### CHALLENGE
Which lines of the listing below contain the word "window"? Return each of them in full.

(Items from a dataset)
◇ ◇ ◇
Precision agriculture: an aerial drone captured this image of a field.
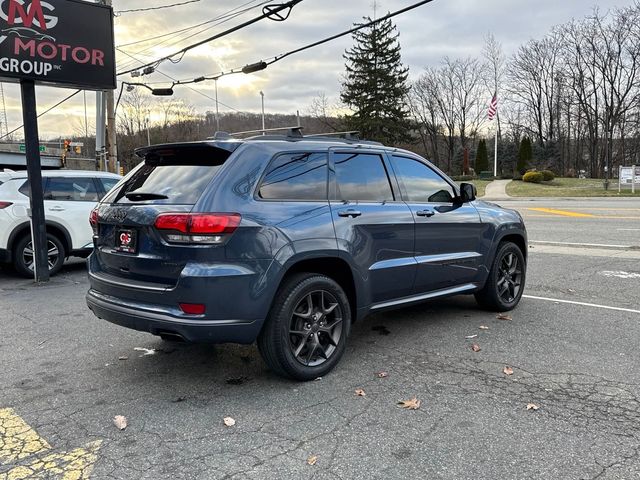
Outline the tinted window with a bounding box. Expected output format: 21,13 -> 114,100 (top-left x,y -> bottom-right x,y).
104,163 -> 220,205
99,178 -> 120,193
391,155 -> 454,203
259,153 -> 328,200
44,177 -> 98,202
334,153 -> 393,202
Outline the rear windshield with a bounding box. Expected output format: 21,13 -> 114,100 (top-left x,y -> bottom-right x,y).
103,159 -> 224,205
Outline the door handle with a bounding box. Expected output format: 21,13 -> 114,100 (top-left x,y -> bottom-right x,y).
338,208 -> 362,218
416,209 -> 436,217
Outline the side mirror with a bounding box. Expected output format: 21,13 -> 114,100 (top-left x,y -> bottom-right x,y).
460,183 -> 478,203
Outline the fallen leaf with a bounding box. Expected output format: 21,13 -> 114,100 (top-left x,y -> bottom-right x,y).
371,325 -> 391,336
134,347 -> 156,357
398,397 -> 421,410
113,415 -> 127,430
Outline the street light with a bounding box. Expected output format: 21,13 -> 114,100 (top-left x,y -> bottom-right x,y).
260,90 -> 266,135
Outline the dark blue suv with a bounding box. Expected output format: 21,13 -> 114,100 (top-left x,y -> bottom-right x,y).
87,132 -> 527,380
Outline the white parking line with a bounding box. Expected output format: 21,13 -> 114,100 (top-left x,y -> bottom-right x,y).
522,295 -> 640,313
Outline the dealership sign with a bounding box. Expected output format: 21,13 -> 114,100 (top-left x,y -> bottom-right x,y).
0,0 -> 116,90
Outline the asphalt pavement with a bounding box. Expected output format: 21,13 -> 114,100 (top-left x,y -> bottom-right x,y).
0,199 -> 640,480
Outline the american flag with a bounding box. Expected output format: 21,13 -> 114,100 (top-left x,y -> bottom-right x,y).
489,93 -> 498,120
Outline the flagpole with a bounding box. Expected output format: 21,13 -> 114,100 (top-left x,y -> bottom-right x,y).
493,122 -> 498,177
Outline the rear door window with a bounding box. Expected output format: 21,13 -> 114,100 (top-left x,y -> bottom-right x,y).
258,153 -> 329,201
391,155 -> 455,203
333,153 -> 394,202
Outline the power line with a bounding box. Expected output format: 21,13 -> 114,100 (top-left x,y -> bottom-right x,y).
117,48 -> 241,113
0,90 -> 82,140
159,0 -> 433,88
118,0 -> 303,75
118,0 -> 269,48
113,0 -> 200,16
114,0 -> 269,68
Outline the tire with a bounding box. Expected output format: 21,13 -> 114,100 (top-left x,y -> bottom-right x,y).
258,273 -> 351,381
475,242 -> 527,312
13,233 -> 66,278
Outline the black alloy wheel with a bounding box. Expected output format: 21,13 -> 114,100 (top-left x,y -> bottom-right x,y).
475,242 -> 527,312
258,273 -> 351,381
13,234 -> 66,278
497,252 -> 522,303
289,290 -> 342,367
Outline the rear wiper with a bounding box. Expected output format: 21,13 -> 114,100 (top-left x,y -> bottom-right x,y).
125,192 -> 169,202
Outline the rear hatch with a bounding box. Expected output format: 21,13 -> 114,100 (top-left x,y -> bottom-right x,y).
90,142 -> 240,290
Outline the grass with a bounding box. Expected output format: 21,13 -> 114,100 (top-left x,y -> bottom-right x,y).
507,178 -> 640,197
466,180 -> 491,197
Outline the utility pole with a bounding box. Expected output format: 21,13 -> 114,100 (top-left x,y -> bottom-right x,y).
95,92 -> 107,171
260,90 -> 266,135
215,78 -> 220,132
104,0 -> 118,173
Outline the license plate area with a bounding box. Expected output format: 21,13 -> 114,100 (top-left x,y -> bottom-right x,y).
115,229 -> 138,253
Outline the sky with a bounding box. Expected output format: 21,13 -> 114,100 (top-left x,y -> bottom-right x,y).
0,0 -> 633,139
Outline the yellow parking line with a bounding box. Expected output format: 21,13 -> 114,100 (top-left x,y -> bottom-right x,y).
528,208 -> 595,218
0,408 -> 51,463
0,408 -> 102,480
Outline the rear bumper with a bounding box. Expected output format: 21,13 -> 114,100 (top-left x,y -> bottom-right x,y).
86,289 -> 263,344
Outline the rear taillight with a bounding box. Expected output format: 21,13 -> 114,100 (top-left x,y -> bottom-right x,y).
89,208 -> 98,235
155,213 -> 242,244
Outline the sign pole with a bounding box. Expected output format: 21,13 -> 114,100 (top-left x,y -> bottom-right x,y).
20,80 -> 49,283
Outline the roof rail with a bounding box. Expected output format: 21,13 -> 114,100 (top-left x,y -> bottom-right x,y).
222,125 -> 304,138
306,130 -> 360,140
207,132 -> 231,140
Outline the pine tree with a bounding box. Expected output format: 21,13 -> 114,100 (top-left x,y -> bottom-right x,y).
476,139 -> 489,173
341,17 -> 409,145
516,137 -> 533,175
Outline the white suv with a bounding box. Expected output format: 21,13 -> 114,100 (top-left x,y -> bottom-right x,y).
0,170 -> 122,277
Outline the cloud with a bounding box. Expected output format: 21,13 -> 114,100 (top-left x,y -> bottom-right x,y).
4,0 -> 633,138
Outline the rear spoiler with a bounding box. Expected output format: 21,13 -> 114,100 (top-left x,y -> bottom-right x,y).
135,141 -> 242,165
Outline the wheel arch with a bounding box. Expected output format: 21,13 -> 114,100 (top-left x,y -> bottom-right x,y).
498,233 -> 528,262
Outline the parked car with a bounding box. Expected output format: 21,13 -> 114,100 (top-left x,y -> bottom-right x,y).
0,170 -> 122,277
86,134 -> 527,380
0,168 -> 15,185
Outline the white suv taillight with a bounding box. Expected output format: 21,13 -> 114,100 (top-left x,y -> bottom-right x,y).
89,207 -> 98,235
155,213 -> 242,245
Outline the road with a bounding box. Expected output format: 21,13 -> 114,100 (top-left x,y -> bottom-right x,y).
0,200 -> 640,479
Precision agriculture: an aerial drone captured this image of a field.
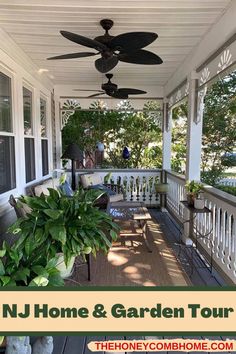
◇ ◇ ◇
### RESPONSE
Outline the tinted window with a bounding box. Expected output format: 21,13 -> 114,100 (top-left x,y -> bottom-right x,y).
Outline the rear door window with a bounding box. Expected output format: 21,13 -> 114,100 (top-left x,y -> bottom-right x,y).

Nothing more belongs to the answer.